Task instructions:
All lines in the entries below that hold "limestone" make up the answer.

(Dataset entries)
------------------------------------------------------------------------

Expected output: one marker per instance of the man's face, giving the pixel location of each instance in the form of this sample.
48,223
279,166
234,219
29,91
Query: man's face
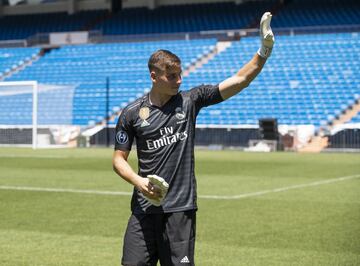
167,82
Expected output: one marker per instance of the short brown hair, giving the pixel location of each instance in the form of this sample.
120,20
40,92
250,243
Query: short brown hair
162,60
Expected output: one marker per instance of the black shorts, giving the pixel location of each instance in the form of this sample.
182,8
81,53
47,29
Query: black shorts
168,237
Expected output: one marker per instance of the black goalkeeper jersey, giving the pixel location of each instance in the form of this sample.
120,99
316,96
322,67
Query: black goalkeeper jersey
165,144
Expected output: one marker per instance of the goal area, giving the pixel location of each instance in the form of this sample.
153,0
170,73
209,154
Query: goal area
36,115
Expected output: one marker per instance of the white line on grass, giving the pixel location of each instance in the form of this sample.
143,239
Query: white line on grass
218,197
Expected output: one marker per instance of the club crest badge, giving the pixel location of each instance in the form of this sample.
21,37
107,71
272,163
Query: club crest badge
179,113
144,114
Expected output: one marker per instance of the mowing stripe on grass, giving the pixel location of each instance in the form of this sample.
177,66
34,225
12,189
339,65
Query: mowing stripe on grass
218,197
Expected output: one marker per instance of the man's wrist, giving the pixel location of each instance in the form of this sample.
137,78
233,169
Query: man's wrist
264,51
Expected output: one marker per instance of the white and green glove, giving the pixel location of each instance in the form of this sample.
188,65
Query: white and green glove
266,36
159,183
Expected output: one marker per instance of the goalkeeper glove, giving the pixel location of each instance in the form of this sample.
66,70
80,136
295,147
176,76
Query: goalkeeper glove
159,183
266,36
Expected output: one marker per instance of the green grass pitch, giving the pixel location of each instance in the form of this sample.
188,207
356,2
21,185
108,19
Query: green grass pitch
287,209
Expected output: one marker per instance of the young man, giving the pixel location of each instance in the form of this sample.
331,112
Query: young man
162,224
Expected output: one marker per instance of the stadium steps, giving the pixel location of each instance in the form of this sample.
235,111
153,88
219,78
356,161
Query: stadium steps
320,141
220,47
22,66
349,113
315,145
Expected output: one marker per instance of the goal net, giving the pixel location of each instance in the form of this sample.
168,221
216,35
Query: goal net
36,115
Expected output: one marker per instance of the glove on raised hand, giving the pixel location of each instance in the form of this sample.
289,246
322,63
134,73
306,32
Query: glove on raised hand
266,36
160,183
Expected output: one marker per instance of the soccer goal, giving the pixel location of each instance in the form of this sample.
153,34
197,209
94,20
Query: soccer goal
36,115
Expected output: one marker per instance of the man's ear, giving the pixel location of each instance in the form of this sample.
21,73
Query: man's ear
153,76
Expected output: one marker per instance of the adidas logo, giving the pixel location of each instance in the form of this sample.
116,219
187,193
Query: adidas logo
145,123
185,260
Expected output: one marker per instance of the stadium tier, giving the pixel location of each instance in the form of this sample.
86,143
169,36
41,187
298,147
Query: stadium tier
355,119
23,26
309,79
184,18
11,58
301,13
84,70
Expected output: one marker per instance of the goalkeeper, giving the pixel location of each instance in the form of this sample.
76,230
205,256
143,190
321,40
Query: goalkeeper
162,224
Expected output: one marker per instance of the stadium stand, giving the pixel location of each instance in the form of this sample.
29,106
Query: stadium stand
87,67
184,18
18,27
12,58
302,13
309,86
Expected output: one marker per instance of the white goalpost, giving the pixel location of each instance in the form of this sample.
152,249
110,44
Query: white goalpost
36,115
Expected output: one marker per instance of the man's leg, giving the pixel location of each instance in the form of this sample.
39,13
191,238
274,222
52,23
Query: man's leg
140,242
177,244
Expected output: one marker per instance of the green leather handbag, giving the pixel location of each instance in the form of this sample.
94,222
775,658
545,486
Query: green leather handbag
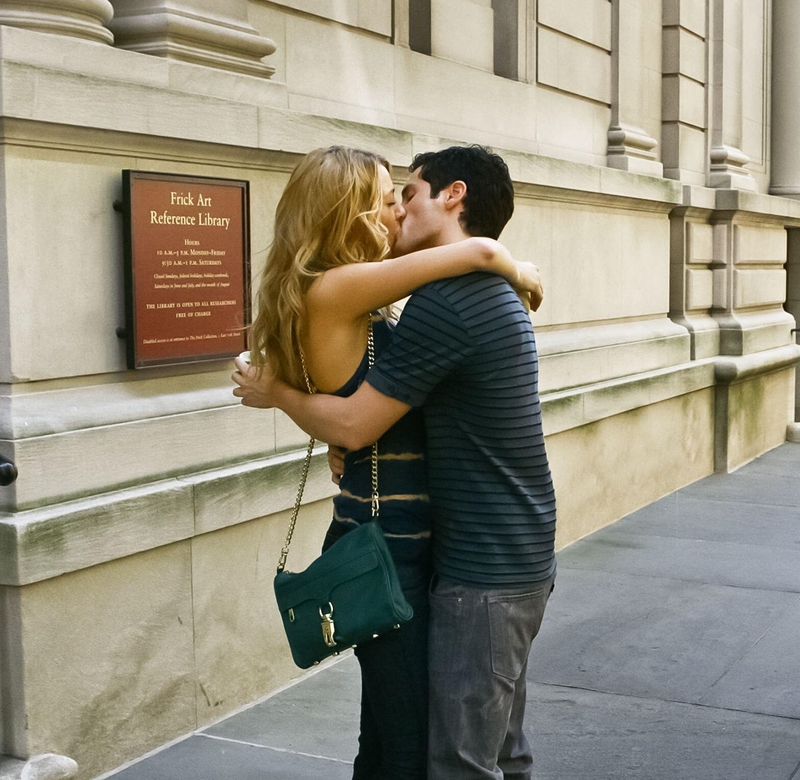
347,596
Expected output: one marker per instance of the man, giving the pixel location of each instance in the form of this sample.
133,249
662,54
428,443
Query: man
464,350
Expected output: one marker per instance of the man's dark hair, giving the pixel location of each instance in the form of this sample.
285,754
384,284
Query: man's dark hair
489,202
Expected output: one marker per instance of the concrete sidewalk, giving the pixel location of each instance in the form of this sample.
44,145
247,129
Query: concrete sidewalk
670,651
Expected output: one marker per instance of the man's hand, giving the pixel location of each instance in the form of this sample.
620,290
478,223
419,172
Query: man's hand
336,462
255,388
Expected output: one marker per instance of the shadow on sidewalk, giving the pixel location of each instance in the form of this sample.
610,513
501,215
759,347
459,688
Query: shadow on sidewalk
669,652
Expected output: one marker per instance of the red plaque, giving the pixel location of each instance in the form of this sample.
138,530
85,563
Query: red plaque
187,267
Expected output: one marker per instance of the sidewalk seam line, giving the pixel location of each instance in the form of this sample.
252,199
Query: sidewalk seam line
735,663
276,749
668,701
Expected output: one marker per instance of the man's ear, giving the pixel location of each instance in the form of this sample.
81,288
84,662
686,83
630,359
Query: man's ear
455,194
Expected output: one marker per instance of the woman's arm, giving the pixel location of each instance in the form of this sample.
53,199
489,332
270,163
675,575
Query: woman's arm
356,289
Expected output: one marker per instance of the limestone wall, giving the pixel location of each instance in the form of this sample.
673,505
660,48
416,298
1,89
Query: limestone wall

------------------------------------------------------------------------

Response to this exercise:
Expected output: one marker per instance of the limestone wall, giving the pixel location of each instance in the form of this sample.
Query: limestone wall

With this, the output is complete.